• [RECORDS TO USE]
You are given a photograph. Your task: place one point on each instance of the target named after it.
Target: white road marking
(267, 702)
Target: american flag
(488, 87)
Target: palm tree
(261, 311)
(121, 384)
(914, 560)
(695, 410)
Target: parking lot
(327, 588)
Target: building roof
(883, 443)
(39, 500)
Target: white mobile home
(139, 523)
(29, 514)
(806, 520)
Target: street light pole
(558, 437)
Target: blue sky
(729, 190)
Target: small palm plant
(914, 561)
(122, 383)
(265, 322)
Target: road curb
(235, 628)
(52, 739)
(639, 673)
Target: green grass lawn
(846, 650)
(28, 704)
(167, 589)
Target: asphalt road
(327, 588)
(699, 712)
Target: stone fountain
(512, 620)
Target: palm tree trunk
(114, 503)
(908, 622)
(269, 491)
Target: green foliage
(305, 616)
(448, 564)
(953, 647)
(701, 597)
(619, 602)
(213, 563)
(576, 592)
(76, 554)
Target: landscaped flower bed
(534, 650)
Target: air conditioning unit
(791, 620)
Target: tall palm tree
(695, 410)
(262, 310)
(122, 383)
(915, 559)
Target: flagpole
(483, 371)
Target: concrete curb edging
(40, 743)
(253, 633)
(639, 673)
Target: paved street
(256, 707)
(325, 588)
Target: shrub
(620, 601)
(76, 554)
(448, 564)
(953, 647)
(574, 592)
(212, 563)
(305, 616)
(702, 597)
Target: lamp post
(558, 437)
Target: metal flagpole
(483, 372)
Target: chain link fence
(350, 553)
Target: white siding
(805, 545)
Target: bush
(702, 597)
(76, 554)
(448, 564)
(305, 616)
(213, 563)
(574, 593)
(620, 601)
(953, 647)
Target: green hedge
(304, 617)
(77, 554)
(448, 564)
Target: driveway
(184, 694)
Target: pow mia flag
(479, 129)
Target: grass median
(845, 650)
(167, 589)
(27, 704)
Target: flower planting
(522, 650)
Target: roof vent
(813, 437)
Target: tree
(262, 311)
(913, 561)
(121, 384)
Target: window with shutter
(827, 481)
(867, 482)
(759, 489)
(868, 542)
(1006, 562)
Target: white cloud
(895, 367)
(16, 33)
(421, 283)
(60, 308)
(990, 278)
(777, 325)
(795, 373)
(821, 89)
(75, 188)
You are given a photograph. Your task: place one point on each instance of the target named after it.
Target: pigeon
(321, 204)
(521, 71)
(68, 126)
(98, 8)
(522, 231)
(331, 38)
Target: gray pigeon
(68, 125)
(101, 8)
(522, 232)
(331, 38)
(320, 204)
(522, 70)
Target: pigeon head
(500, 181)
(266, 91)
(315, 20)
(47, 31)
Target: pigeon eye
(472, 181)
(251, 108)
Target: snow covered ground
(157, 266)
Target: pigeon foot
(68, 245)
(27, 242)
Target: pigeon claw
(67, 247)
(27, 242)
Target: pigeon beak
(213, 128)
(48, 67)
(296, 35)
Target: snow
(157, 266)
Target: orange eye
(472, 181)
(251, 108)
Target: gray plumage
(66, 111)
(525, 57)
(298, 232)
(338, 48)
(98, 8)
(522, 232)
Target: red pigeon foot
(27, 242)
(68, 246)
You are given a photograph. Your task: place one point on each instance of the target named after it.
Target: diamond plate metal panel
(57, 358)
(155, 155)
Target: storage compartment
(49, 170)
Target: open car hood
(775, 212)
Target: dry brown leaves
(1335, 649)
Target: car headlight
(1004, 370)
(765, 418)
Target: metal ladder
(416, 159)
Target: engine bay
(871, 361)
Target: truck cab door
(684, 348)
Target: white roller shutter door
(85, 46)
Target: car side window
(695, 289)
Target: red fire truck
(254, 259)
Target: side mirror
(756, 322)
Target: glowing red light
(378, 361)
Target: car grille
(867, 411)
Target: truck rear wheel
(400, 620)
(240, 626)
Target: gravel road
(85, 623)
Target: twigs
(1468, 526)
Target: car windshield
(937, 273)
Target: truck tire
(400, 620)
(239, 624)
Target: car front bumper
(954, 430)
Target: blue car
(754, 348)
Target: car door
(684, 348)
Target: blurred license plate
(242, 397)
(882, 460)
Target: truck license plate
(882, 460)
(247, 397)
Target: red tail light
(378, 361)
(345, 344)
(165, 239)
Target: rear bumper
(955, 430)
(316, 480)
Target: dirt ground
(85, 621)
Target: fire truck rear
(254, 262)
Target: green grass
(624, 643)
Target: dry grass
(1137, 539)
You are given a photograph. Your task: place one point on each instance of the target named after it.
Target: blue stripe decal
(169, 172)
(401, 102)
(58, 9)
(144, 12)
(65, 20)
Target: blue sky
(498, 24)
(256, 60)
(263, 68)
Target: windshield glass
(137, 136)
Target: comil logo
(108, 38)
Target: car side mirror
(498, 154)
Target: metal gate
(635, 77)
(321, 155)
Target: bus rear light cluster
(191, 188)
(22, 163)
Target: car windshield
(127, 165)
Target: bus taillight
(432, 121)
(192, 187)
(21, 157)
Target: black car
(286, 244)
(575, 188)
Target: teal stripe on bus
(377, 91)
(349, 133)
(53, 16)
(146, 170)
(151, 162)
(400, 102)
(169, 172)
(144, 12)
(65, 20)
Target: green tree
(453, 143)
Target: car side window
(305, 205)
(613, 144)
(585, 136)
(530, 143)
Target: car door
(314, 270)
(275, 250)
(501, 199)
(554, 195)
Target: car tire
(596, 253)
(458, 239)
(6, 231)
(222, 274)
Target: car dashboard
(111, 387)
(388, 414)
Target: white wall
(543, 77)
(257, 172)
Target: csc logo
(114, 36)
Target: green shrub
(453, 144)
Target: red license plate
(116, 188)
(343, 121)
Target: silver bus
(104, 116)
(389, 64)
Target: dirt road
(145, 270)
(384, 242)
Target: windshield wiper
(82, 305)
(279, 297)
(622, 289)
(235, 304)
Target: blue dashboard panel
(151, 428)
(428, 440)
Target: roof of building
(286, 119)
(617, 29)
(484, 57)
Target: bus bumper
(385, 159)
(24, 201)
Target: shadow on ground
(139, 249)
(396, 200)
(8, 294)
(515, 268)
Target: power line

• [YOUR OBJECTIVE]
Please copy the listing above verbatim, from its first line through its last.

• [RESPONSE TO THE TASK]
You are given a photograph. Your task: place one point on each instance of the target named after it.
Target: white road marking
(267, 702)
Target: american flag
(488, 87)
Target: palm tree
(261, 311)
(121, 384)
(914, 560)
(695, 410)
Target: parking lot
(327, 588)
Target: building roof
(883, 443)
(39, 500)
Target: white mobile home
(139, 523)
(29, 514)
(806, 520)
Target: street light pole
(558, 437)
Target: blue sky
(729, 190)
Target: small palm plant
(914, 561)
(122, 383)
(265, 322)
Target: road curb
(235, 628)
(52, 739)
(639, 673)
Target: green grass lawn
(846, 650)
(28, 704)
(167, 589)
Target: asphalt road
(327, 588)
(699, 712)
Target: stone fountain
(512, 620)
Target: palm tree trunk
(114, 503)
(908, 622)
(269, 491)
Target: green foliage
(305, 616)
(448, 564)
(953, 647)
(701, 597)
(619, 602)
(213, 563)
(576, 592)
(76, 554)
Target: landscaped flower bed
(534, 650)
Target: air conditioning unit
(791, 620)
Target: tall palm tree
(695, 410)
(262, 310)
(122, 383)
(915, 559)
Target: flagpole
(483, 371)
Target: concrete curb edging
(40, 743)
(253, 633)
(639, 673)
Target: paved street
(256, 707)
(325, 588)
Target: shrub
(620, 601)
(76, 554)
(448, 564)
(953, 647)
(574, 592)
(212, 563)
(305, 616)
(702, 597)
Target: lamp post
(558, 437)
Target: metal flagpole
(483, 372)
Target: chain link fence
(350, 553)
Target: white siding
(805, 545)
Target: bush
(702, 597)
(76, 554)
(448, 564)
(305, 616)
(213, 563)
(574, 593)
(620, 601)
(953, 647)
Target: green hedge
(304, 617)
(77, 554)
(448, 564)
Target: driveway
(184, 694)
Target: pow mia flag
(479, 129)
Target: grass median
(845, 650)
(167, 589)
(27, 704)
Target: flower planting
(522, 650)
Target: roof vent
(813, 437)
Target: tree
(262, 311)
(913, 561)
(121, 384)
Target: window with shutter
(827, 481)
(867, 482)
(759, 489)
(868, 542)
(1006, 562)
Target: white cloud
(895, 367)
(16, 33)
(421, 283)
(60, 308)
(990, 278)
(777, 325)
(795, 373)
(821, 89)
(75, 188)
You are given a photograph. Your task: place one point on each instance of the target named after it.
Target: pigeon
(321, 204)
(521, 71)
(68, 126)
(98, 8)
(522, 231)
(331, 38)
Target: gray pigeon
(68, 125)
(101, 8)
(522, 232)
(331, 38)
(320, 204)
(522, 70)
Target: pigeon head
(500, 181)
(266, 91)
(315, 20)
(47, 31)
Target: pigeon eye
(472, 181)
(251, 108)
Target: snow covered ground
(157, 266)
Target: pigeon foot
(68, 245)
(27, 242)
Target: pigeon claw
(67, 247)
(27, 242)
Target: pigeon beak
(213, 128)
(48, 67)
(296, 35)
Target: snow
(157, 266)
Target: orange eye
(472, 181)
(251, 108)
Target: gray plumage
(66, 111)
(525, 57)
(298, 232)
(338, 48)
(98, 8)
(522, 232)
Target: red pigeon foot
(27, 242)
(68, 246)
You are given a photograph. Your task: place one point on each instance of the target named after it.
Target: diamond plate metal panel
(57, 358)
(155, 155)
Target: storage compartment
(49, 170)
Target: open car hood
(775, 212)
Target: dry brown leaves
(1335, 649)
Target: car headlight
(1004, 370)
(765, 418)
Target: metal ladder
(416, 159)
Target: engine bay
(871, 361)
Target: truck cab door
(684, 348)
Target: white roller shutter door
(85, 46)
Target: car side window
(695, 289)
Target: red fire truck
(254, 259)
Target: side mirror
(756, 322)
Target: glowing red light
(378, 361)
Target: car grille
(867, 411)
Target: truck rear wheel
(400, 620)
(240, 626)
Target: gravel road
(85, 623)
Target: twigs
(1468, 526)
Target: car windshield
(937, 273)
Target: truck tire
(400, 620)
(239, 624)
Target: car front bumper
(954, 430)
Target: blue car
(754, 348)
Target: car door
(684, 348)
Target: blurred license plate
(242, 397)
(882, 460)
Target: truck license plate
(882, 460)
(247, 397)
Target: red tail light
(378, 361)
(345, 344)
(165, 239)
Target: rear bumper
(955, 430)
(316, 480)
Target: dirt ground
(85, 621)
Target: fire truck rear
(254, 262)
Target: green grass
(624, 643)
Target: dry grass
(1137, 539)
You are given a photograph. Your task: place one point on each instance of the target named after it.
Target: blue stripe decal
(169, 172)
(401, 102)
(58, 9)
(144, 12)
(65, 20)
Target: blue sky
(498, 24)
(256, 60)
(263, 68)
Target: windshield glass
(137, 136)
Target: comil logo
(108, 38)
Target: car side mirror
(498, 154)
Target: metal gate
(635, 77)
(321, 155)
Target: bus rear light cluster
(191, 188)
(22, 163)
Target: car windshield
(127, 165)
Target: bus taillight
(432, 121)
(192, 187)
(21, 157)
Target: black car
(286, 244)
(575, 188)
Target: teal stripe on bus
(377, 91)
(349, 133)
(53, 16)
(146, 170)
(151, 162)
(400, 102)
(169, 172)
(144, 12)
(65, 20)
Target: green tree
(453, 143)
Target: car side window
(305, 205)
(613, 144)
(585, 136)
(530, 143)
Target: car door
(314, 270)
(275, 250)
(501, 199)
(554, 195)
Target: car tire
(596, 253)
(458, 239)
(6, 231)
(222, 274)
Target: car dashboard
(111, 387)
(388, 414)
Target: white wall
(543, 77)
(257, 172)
Target: csc logo
(114, 36)
Target: green shrub
(453, 144)
Target: red license plate
(116, 188)
(343, 121)
Target: silver bus
(104, 116)
(389, 64)
Target: dirt road
(145, 270)
(384, 242)
Target: windshield wiper
(82, 305)
(279, 297)
(622, 289)
(235, 304)
Target: blue dashboard panel
(151, 428)
(428, 440)
Target: roof of building
(286, 119)
(617, 29)
(484, 57)
Target: bus bumper
(385, 159)
(24, 201)
Target: shadow on ground
(139, 249)
(396, 200)
(8, 294)
(515, 268)
Target: power line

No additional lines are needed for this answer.